### 正文
------
开箱即用的告警规则

[TOC]

开箱即用的告警规则

https://awesome-prometheus-alerts.grep.to/

https://blog.csdn.net/weixin_43798031/article/details/127488164

prometheus

组件

prometheus server
1. Push gateway 接收指标数据的网关
2. storage 内置tsdb数据库
3. rules and alerts 规则
4. service discovery 动态发现待监控的target
alertmanager
exporter
grafana

客户端采集方式pull/push

pull主动拉取的形式

指的是客户端安装各类已有得exporter（是一个http_server可对http请求做出响应返回k/v数据）在系统上，采集数据；
push被动推送的形式

客户端（服务端）安装官方提供的pushgateway插件，使用运维自行开发的各种脚本，把监控数据组织成k/v的形式以metrics形式发送给pushgateway后，pushgateway再推送给Prometheus；

prometheus 相关exporter

K8S 生态的组件都会提供/metric接口以提供自监控，这里列下我们正在使用的：

cadvisor: 集成在 Kubelet 中。
kubelet: 10255为非认证端口，10250为认证端口。
apiserver: 6443端口，关心请求数、延迟等。
scheduler: 10251端口。
controller-manager: 10252端口。
etcd: 如etcd 写入读取延迟、存储容量等。
docker: 需要开启 experimental 实验特性，配置 metrics-addr，如容器创建耗时等指标。
------
### 待做任务
1 - 把 Prometheus 监控一文中从“kubelet: 10255为非认证端口，10250为认证端口。”一直到“experimental 实验特性，配置 metrics-addr，如容器创建耗时等指标。”的这段文字照原文抄写下来。
2 - 从 Prometheus 监控一文的最后一句之后接着往下写。
------
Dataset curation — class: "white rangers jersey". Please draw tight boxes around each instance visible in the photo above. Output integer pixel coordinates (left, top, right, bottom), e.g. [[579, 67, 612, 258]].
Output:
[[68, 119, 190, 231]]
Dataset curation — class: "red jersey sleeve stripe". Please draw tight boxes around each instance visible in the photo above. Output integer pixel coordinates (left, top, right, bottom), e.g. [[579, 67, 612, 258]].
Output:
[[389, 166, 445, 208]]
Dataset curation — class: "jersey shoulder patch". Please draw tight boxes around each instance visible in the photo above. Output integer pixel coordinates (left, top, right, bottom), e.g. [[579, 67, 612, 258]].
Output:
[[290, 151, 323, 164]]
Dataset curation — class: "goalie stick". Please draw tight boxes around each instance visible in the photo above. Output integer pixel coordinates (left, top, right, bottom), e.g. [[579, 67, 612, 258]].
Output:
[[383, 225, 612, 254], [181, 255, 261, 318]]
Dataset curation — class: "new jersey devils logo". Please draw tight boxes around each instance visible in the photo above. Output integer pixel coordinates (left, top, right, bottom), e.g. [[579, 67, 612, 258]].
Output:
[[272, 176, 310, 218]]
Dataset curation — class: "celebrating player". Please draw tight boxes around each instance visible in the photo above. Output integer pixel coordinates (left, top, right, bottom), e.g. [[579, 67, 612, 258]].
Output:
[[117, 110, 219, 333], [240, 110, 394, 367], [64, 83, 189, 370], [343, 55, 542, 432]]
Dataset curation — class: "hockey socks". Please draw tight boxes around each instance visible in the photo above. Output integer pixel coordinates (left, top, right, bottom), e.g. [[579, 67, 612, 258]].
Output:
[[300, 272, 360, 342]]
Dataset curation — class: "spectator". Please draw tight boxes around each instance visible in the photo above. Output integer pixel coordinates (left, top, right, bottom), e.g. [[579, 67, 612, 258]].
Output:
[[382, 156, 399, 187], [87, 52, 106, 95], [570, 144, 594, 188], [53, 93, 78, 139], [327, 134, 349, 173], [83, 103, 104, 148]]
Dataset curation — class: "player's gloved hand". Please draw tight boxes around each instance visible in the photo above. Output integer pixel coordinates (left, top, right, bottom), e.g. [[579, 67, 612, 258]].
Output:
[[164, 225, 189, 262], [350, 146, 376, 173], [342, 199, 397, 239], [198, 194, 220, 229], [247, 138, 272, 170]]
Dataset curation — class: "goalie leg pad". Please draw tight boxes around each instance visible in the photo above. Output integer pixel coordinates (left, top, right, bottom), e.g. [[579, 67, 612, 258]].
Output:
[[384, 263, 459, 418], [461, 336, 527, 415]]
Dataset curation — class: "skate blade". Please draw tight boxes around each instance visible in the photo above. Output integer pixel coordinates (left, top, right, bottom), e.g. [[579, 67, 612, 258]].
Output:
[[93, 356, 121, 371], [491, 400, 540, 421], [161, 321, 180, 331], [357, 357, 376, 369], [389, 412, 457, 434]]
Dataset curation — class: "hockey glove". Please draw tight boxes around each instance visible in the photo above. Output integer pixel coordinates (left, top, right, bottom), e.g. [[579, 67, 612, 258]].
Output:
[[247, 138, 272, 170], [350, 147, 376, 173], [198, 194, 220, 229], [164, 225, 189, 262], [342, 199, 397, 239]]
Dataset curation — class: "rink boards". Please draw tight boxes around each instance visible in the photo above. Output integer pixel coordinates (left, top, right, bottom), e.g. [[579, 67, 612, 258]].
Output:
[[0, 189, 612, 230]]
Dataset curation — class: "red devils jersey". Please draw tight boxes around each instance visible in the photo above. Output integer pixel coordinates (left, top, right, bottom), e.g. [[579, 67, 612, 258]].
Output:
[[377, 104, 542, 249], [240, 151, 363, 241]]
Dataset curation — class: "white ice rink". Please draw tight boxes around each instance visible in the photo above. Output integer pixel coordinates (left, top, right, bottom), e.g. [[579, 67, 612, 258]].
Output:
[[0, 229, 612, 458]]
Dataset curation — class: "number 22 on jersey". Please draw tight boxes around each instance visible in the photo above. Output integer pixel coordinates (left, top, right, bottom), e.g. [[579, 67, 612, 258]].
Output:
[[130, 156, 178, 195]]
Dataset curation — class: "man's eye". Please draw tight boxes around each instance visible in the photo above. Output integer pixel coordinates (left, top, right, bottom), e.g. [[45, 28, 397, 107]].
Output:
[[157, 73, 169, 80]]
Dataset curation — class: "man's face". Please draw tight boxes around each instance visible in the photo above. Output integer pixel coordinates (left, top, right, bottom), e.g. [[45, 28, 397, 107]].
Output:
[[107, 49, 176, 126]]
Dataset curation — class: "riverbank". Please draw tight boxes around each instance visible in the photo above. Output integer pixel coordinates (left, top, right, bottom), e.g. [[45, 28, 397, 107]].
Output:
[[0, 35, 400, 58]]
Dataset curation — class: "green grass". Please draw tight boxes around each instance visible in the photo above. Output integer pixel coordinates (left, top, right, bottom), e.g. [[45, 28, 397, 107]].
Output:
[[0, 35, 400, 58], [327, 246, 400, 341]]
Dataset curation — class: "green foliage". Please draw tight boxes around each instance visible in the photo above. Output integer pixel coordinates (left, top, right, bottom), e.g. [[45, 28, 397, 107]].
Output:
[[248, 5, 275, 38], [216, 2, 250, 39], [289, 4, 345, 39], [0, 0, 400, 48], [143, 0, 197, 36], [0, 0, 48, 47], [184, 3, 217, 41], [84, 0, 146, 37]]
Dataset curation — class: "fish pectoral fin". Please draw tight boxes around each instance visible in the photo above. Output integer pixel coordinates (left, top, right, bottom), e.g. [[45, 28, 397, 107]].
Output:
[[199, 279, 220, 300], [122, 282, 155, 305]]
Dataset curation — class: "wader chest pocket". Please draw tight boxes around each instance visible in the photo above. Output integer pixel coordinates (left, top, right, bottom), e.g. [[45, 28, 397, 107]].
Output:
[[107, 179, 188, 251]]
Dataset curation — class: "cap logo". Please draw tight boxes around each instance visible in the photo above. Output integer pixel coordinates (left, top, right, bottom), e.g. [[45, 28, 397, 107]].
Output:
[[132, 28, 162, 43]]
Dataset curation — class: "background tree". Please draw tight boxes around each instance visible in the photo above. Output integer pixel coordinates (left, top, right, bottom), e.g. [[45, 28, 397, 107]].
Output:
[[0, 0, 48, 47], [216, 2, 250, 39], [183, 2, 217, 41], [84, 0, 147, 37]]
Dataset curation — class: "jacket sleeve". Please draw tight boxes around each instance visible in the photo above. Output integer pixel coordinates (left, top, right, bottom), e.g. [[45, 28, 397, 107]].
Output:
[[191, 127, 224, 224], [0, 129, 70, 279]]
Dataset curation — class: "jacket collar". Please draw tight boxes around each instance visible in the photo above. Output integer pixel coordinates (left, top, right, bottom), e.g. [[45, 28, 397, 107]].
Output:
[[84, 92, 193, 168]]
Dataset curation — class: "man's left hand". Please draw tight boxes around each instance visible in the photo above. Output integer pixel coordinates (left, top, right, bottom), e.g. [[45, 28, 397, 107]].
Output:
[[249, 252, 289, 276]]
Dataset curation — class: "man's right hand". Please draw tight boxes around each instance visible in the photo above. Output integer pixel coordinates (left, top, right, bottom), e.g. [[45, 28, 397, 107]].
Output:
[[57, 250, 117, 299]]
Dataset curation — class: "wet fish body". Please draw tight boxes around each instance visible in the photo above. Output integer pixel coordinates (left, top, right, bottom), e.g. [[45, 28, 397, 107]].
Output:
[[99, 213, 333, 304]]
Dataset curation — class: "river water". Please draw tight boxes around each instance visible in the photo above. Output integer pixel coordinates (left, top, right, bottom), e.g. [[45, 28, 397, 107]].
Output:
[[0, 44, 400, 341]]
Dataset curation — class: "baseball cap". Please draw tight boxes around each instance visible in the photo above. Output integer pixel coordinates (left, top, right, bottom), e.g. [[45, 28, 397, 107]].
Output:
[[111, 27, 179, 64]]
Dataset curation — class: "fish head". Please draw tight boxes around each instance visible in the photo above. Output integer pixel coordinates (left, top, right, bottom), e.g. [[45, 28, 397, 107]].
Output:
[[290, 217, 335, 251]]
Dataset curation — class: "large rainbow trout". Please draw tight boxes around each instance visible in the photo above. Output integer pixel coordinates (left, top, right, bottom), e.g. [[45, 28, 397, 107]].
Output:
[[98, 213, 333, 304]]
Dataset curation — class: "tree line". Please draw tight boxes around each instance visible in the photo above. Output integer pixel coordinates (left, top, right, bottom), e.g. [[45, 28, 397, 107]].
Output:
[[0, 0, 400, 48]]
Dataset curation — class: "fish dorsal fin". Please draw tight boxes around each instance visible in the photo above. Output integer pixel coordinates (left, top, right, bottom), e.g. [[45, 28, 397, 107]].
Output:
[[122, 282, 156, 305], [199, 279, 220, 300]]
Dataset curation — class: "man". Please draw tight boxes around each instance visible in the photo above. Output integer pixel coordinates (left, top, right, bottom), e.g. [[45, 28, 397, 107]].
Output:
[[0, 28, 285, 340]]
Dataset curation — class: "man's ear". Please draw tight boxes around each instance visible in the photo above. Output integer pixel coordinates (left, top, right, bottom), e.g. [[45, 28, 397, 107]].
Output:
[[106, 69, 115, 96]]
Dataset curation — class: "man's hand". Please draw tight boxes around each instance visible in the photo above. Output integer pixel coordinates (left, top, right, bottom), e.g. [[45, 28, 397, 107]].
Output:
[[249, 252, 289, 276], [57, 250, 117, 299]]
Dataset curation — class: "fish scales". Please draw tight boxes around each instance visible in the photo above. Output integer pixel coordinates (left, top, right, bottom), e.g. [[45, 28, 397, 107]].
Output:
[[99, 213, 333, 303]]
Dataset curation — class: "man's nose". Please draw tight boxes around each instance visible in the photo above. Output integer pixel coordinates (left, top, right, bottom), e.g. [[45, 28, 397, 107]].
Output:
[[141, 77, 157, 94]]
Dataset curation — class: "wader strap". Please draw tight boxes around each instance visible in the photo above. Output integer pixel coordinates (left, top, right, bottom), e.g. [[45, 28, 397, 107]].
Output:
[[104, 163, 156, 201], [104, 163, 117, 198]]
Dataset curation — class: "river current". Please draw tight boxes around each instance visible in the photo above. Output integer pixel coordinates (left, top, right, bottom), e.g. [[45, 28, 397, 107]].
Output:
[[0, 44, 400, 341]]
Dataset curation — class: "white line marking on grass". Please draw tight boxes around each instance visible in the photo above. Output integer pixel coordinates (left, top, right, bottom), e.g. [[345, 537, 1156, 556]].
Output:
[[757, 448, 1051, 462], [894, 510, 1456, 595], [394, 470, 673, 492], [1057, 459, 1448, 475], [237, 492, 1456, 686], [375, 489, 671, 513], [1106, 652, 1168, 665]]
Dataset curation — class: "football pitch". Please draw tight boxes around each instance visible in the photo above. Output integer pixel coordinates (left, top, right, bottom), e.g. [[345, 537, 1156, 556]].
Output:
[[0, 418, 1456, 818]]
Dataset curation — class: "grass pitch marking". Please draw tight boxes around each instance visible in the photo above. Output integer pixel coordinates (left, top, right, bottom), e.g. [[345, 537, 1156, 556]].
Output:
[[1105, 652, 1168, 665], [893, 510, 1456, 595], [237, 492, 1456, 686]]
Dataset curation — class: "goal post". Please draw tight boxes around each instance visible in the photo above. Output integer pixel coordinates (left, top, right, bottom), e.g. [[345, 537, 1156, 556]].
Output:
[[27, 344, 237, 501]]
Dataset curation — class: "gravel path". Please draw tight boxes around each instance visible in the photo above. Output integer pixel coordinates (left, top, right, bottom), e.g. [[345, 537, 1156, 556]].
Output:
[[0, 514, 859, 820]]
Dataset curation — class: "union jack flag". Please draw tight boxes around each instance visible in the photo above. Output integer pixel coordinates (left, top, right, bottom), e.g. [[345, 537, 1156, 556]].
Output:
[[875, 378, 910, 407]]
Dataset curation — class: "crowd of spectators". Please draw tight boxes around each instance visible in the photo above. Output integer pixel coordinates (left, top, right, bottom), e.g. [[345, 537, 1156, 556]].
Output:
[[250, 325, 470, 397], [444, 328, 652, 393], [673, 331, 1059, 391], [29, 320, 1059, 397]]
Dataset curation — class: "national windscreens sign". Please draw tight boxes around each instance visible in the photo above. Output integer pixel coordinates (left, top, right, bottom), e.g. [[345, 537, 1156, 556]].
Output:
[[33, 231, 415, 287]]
------
### 参考答案
1 -
kubelet: 10255为非认证端口，10250为认证端口。
apiserver: 6443端口，关心请求数、延迟等。
scheduler: 10251端口。
controller-manager: 10252端口。
etcd: 如etcd 写入读取延迟、存储容量等。
docker: 需要开启 experimental 实验特性，配置 metrics-addr，如容器创建耗时等指标。

2 -
kube-proxy: 默认 127 暴露，10249端口。外部采集时可以修改为 0.0.0.0 监听，会暴露：写入 iptables 规则的耗时等指标。
kube-state-metrics: K8S 官方项目，采集pod、deployment等资源的元信息。
node-exporter: Prometheus 官方项目，采集机器指标如 CPU、内存、磁盘。
blackbox_exporter: Prometheus 官方项目，网络探测，dns、ping、http监控
process-exporter: 采集进程指标
nvidia exporter: 我们有 gpu 任务，需要 gpu 数据监控
node-problem-detector: 即 npd，准确的说不是 exporter，但也会监测机器状态，上报节点异常打 taint
应用层 exporter: mysql、nginx、mq等，看业务需求。

四个黄金信号：延迟、流量、错误数、饱和度

部署

server部署

二进制部署

下载：https://prometheus.io/download/

启动参数：参考

检查配置文件：
./promtool check config ./prometheus.yml

启动：
./prometheus --config.file=./prometheus.yml --web.listen-address="0.0.0.0:9090" --web.enable-lifecycle --log.level=warn --web.enable-admin-api --storage.tsdb.wal-compression --storage.tsdb.path=./data --storage.tsdb.retention.time=15d --web.read-timeout=5m --web.max-connections=512

参数详解：
    --storage.tsdb.path=/prometheus # 指标(数据）存储的基本路径 
    --web.enable-lifecycle # 启用是否通过HTTP请求重新加载 
    --web.listen-address="0.0.0.0:9090"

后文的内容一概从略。